## Document section
Keeping such anal track of time also trained sticking to a single task in the face of more pleasurable distractions. This is more than just not trying to do two tasks at the same time, but to not quit working and do something else (check other blogs, for example). The three-minute increments often turned into "alright, I need two more minutes to make the .05", which often turned into 10 minutes or more. The impulse to do something fun is acknowledged and then put off until the current task is actually finished.
The whole exercise sounds like something out of a self-improvement manual, although I came up with it on my own, and certainly took it to an obsessive level only possible in the name of semi-scientific inquiry. One week would have been enough for a "hmm, that's interesting"; two months gave me enough to develop an actual dislike of multi-tasking or stopping a task before it's done (unless I've already spent hours doing it, of course, in which case I'm ready to chuck the laptop against a wall).
Perhaps the biggest effect of uni-tasking is that I don't feel as if I'm spending my entire life on research. I was always in the habit of putting movies or music on in the background while I worked, which made work slightly more bearable but also stretched things out to cover the entire day. I also know exactly how much of my time I'm spending on this work, which helps put the entire experience in perspective. More on this next time.
Monday, July 28, 2008
The upshot of this is that informing my advisor that I would unexpectedly be out of town and out of contact for a given weekend is more of a courtesy than a necessity. I'm not entirely sure it would be noticed if all emails went unanswered for a four-day weekend. Normally I'm not in a position to think about, let alone take advantage of, this flexibility. Impulsive trips to Cancun are not in the graduate student budget. At the moment, however, I have reasons to be thankful for this flexibility, as I plan to ditch research to attend my grandmother's memorial service.

## Extracted material
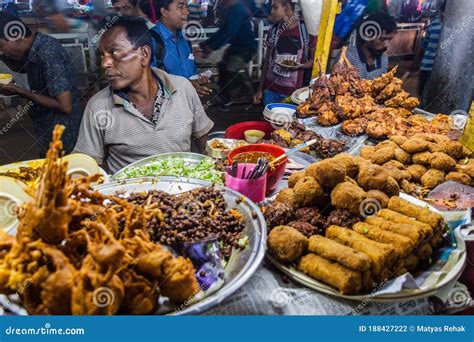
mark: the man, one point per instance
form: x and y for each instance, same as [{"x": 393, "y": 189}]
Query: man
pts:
[
  {"x": 372, "y": 40},
  {"x": 237, "y": 31},
  {"x": 51, "y": 78},
  {"x": 144, "y": 111},
  {"x": 125, "y": 7},
  {"x": 177, "y": 54}
]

## Your task
Continue the blog post about time tracking and graduate research, picking up right after its final sentence.

## Response
My first semester as a TA, I received some advice about dealing with students who request extensions or make-up tests on the grounds of attending a grandparent's funeral. I can't remember exactly what the advice was - I think that it would be okay to request some proof of needing to attend a grandparent's funeral, but to accept a parent's funeral without question as if they're lying they're going to hell anyway. I never experienced the request from a teaching standpoint, although I did have to put up with any manner of other excuses. From a student standpoint, on the other hand, I got to make the request - my mother had a heart attack the last week of classes, so I missed an exam and a term paper deadline. I much appreciated the fact that the teacher didn't request proof. I even more appreciated that my advisor had no problems with me vanishing for a full four weeks; no one else in my family had that option.
Now again, I am the only member of my immediate family with an easy time attending this service. Three can't get out of work, the fourth is trying but has an even tighter budget than I do (yes, it's possible, especially if you have a house and two kids). Any time I think about leaving academia for the "real world", I think about how much more difficult it would be to drop everything; professors can cancel class, or call for guest lectures, but in a business there are bosses to appease and hourly wages to accrue. I have yet to decide whether this time sinkhole-flexibility trade-off would be worth it on a more permanent basis.